» TO BE DONE:
Exact copies are required of the lines from the line containing "Could you please spot the fork handle" through the final line of the listing, both included, and of no other lines.
start RECORDS FOR THE EXERCISE
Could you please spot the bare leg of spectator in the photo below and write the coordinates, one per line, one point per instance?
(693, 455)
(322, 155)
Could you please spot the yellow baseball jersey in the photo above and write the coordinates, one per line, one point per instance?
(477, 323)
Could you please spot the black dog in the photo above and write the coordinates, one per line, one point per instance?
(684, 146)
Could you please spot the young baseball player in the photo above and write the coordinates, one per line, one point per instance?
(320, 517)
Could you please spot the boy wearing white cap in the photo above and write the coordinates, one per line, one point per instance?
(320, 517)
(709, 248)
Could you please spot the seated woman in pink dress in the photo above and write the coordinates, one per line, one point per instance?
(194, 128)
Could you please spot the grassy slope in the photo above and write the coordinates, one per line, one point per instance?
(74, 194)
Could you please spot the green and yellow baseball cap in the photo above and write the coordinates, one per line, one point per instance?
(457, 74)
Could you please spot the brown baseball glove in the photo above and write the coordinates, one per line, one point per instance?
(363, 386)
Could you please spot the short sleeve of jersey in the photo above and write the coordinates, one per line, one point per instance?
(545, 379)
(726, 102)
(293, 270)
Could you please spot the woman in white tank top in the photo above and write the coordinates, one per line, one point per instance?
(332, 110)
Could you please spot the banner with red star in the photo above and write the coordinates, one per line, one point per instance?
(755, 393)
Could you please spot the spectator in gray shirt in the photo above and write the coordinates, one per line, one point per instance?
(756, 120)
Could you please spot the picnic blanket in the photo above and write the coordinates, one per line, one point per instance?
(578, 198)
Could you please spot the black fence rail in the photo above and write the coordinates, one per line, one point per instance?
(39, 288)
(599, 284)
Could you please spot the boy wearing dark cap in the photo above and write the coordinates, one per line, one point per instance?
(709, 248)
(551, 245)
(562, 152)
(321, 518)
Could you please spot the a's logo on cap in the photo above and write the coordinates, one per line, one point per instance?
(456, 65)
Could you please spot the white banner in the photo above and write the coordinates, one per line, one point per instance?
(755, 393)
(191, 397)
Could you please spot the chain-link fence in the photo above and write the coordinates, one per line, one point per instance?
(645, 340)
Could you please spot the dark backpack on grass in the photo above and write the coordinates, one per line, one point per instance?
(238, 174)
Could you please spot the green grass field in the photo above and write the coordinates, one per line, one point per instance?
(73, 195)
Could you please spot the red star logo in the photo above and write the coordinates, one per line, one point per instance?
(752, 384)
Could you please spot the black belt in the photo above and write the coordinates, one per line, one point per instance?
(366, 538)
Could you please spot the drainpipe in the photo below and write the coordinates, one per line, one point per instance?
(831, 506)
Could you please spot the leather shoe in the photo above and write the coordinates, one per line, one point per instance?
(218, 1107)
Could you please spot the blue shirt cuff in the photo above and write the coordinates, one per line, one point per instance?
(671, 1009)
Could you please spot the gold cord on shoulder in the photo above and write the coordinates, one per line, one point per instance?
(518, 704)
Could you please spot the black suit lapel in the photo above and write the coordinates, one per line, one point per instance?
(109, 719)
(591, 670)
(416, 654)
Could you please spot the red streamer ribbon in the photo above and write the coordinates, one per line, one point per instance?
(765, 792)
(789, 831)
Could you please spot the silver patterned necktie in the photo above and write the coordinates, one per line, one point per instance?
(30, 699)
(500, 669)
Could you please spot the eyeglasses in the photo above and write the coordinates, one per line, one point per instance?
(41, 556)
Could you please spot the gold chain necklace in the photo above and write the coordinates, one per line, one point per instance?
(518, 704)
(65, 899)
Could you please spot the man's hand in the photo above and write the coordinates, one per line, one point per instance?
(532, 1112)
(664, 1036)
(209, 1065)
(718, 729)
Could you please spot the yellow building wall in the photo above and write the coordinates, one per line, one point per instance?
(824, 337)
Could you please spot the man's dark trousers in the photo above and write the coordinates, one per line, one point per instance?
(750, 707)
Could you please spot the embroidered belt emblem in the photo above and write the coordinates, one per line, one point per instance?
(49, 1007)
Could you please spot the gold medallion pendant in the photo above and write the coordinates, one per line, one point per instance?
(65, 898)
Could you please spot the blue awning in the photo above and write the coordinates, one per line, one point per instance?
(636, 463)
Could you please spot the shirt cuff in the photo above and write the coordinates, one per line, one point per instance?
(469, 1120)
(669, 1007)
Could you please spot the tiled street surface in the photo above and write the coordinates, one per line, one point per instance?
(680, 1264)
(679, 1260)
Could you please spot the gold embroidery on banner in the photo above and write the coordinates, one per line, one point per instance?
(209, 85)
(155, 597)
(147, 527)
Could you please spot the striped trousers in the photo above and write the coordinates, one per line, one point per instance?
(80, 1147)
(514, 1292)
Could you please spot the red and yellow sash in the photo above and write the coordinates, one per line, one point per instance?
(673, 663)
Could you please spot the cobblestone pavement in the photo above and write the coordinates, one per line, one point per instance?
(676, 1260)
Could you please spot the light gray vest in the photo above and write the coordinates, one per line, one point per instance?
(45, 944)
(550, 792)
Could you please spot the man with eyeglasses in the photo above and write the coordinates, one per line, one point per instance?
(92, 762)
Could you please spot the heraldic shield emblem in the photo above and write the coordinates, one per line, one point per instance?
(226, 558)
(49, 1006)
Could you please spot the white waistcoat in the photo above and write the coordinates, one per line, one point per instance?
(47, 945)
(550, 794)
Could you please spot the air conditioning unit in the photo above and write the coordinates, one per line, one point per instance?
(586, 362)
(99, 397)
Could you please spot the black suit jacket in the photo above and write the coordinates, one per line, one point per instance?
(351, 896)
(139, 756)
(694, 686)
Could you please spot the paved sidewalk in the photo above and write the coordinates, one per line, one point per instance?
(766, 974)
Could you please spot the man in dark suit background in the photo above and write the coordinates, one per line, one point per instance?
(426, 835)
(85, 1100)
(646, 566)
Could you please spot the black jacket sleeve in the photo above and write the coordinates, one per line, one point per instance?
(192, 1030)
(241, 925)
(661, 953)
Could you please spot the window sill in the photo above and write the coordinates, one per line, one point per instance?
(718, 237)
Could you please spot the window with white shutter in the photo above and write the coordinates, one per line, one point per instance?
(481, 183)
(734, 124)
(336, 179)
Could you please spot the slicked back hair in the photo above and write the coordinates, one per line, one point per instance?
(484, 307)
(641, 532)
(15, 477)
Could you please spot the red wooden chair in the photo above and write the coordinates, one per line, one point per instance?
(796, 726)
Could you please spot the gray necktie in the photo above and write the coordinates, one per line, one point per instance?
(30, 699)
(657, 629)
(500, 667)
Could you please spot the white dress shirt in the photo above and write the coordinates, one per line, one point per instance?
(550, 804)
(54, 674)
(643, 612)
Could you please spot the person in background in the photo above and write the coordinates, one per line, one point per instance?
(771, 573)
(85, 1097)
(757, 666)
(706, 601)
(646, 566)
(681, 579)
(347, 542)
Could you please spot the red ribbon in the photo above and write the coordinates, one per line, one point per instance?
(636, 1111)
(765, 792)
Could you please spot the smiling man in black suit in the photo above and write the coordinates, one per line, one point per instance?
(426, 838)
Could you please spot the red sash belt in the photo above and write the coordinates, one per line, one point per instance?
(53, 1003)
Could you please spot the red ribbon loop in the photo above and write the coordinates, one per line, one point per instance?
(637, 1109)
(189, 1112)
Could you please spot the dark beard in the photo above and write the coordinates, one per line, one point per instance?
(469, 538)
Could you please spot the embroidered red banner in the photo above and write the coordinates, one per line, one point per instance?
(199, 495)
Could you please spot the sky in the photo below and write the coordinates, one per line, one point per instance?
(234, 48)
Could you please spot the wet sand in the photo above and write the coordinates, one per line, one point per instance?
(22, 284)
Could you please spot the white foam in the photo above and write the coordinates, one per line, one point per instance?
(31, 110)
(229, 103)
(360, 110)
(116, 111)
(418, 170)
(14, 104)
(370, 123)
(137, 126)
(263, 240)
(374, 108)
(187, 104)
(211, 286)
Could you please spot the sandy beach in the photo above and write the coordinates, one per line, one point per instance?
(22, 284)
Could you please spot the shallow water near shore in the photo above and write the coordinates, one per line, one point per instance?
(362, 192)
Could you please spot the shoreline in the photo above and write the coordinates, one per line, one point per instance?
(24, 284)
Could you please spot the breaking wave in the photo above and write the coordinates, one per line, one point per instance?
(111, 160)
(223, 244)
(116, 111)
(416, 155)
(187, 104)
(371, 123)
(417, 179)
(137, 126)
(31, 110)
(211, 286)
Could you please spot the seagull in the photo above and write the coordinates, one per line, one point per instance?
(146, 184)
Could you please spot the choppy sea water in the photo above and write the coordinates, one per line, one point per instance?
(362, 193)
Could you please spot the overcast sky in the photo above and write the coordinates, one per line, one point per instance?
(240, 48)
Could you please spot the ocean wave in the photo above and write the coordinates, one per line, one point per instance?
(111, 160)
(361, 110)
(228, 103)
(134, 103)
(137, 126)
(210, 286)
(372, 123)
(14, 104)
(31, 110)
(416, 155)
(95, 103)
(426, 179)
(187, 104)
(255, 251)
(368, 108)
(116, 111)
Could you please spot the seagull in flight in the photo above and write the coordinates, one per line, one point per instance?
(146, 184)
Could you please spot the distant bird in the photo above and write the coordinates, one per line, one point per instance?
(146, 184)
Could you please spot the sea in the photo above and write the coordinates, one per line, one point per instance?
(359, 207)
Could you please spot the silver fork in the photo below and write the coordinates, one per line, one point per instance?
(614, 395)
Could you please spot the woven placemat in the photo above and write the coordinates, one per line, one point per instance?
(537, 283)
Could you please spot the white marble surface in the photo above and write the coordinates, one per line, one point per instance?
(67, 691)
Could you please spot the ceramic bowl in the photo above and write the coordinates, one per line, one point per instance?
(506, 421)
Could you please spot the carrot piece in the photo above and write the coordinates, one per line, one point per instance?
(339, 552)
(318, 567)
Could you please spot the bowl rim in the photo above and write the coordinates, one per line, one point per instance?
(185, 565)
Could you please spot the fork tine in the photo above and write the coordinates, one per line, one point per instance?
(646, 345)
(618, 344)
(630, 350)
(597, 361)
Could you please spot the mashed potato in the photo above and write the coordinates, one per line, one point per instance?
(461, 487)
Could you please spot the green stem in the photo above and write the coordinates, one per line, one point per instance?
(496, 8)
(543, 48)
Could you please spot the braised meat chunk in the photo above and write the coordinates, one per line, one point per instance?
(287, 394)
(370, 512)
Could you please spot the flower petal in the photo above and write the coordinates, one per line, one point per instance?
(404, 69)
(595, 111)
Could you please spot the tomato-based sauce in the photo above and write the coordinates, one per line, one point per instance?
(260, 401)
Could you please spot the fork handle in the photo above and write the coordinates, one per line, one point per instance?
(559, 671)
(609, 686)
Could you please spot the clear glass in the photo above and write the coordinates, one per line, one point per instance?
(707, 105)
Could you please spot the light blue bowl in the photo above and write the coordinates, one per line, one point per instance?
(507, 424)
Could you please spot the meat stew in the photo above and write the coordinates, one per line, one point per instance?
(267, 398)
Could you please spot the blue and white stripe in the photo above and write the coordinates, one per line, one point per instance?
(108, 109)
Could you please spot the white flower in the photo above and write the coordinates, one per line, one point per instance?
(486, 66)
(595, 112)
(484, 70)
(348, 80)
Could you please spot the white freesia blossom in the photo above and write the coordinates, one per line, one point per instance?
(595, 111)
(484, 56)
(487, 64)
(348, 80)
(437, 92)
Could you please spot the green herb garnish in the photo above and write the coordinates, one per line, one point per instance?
end RECORDS FOR THE EXERCISE
» ANSWER TO THIS PROBLEM:
Could you please spot the fork handle in the photo above and write the coordinates, one per line, one point per instance?
(559, 671)
(609, 686)
Could you please spot the clear glass in the photo above and write the coordinates, one per line, one point per instance?
(707, 105)
Could you please spot the light blue bowl in the photo above and write the coordinates, one per line, one point per instance?
(507, 424)
Could you please spot the meat stew in the photo above and write the coordinates, one per line, one point per instance?
(267, 398)
Could you please spot the blue and white stripe in the photo above and write the coordinates, one per line, one point per instance?
(108, 109)
Could you please spot the white flower in the photo above and write the coordinates, one per line, one point per instance?
(486, 66)
(595, 112)
(484, 70)
(348, 80)
Could you please spot the white freesia blossom in the photo above and write the coordinates, one per line, one point per instance?
(595, 111)
(484, 56)
(487, 64)
(348, 80)
(437, 92)
Could you please spot the green herb garnish in the photo above and write the coordinates, one per line, one point per instance?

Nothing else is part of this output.